(Data extracted from a collection)

-- Opening Marker --

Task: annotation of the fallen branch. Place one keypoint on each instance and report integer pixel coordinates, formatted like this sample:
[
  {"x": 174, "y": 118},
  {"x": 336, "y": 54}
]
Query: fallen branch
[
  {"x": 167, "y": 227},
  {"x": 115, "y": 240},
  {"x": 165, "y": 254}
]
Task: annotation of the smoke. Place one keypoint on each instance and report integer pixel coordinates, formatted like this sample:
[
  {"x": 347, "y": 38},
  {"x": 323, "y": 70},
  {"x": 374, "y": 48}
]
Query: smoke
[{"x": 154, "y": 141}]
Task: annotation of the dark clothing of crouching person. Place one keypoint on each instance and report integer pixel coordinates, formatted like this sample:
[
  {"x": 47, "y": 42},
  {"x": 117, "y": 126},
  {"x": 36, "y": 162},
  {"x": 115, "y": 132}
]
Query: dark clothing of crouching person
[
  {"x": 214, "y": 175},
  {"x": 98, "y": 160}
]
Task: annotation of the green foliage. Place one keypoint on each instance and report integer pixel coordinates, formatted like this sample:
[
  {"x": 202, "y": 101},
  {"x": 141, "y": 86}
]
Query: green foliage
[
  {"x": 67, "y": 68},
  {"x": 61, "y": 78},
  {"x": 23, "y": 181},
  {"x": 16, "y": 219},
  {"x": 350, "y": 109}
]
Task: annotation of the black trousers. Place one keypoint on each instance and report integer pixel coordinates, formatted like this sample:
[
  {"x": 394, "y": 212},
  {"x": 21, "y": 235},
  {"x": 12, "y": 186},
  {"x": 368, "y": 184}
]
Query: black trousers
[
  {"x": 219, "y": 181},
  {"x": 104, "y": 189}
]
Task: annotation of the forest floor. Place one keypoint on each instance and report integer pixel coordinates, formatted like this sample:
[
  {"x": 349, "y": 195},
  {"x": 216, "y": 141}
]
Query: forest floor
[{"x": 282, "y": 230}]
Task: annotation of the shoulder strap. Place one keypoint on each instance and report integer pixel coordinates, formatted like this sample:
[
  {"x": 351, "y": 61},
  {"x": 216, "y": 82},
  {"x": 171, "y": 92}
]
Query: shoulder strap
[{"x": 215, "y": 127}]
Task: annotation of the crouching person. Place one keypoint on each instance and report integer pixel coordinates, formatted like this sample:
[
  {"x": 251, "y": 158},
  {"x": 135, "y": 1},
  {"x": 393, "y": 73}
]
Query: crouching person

-- Closing Marker --

What you will do: Exact copies of all the records are to be printed.

Your response:
Task: annotation of the fallen branch. Place one keypoint on each instance and report integer pixel coordinates, formatted like this sample:
[
  {"x": 174, "y": 118},
  {"x": 336, "y": 54}
]
Query: fallen branch
[
  {"x": 167, "y": 227},
  {"x": 115, "y": 240},
  {"x": 165, "y": 254}
]
Task: annotation of the smoke. Place one keypoint on each instance and report integer pixel coordinates, formatted like this sample:
[
  {"x": 347, "y": 38},
  {"x": 323, "y": 70},
  {"x": 374, "y": 48}
]
Query: smoke
[{"x": 154, "y": 141}]
Task: annotation of the dark clothing of crouching person. Place one keypoint on each instance and report integer pixel coordinates, formatted like this sample:
[
  {"x": 47, "y": 42},
  {"x": 117, "y": 126},
  {"x": 36, "y": 162},
  {"x": 115, "y": 132}
]
Query: dark clothing of crouching person
[
  {"x": 214, "y": 175},
  {"x": 98, "y": 160}
]
Task: annotation of the green foliage. Place one keypoint on each instance and report integer pixel coordinates, formatted like this sample:
[
  {"x": 202, "y": 101},
  {"x": 141, "y": 86}
]
Query: green foliage
[
  {"x": 67, "y": 68},
  {"x": 61, "y": 78},
  {"x": 23, "y": 181},
  {"x": 16, "y": 219},
  {"x": 350, "y": 109}
]
Task: annotation of the black trousers. Place one keypoint on each instance and report integer pixel coordinates, formatted like this sample:
[
  {"x": 394, "y": 212},
  {"x": 21, "y": 235},
  {"x": 12, "y": 186},
  {"x": 368, "y": 184}
]
Query: black trousers
[
  {"x": 219, "y": 181},
  {"x": 104, "y": 189}
]
Task: annotation of the forest floor. Place one keypoint on each instance and report integer pixel coordinates, formatted like this sample:
[
  {"x": 349, "y": 195},
  {"x": 216, "y": 141}
]
Query: forest floor
[{"x": 282, "y": 230}]
Task: annotation of the shoulder strap. Place one keypoint on each instance and report integer pixel coordinates, formatted like this sample:
[
  {"x": 351, "y": 61},
  {"x": 216, "y": 82},
  {"x": 171, "y": 92}
]
Query: shoulder strap
[{"x": 215, "y": 127}]
Task: annotation of the crouching person. Place one keypoint on each instance and report integer pixel coordinates, formatted like this sample:
[
  {"x": 251, "y": 158},
  {"x": 135, "y": 1},
  {"x": 393, "y": 73}
]
Query: crouching person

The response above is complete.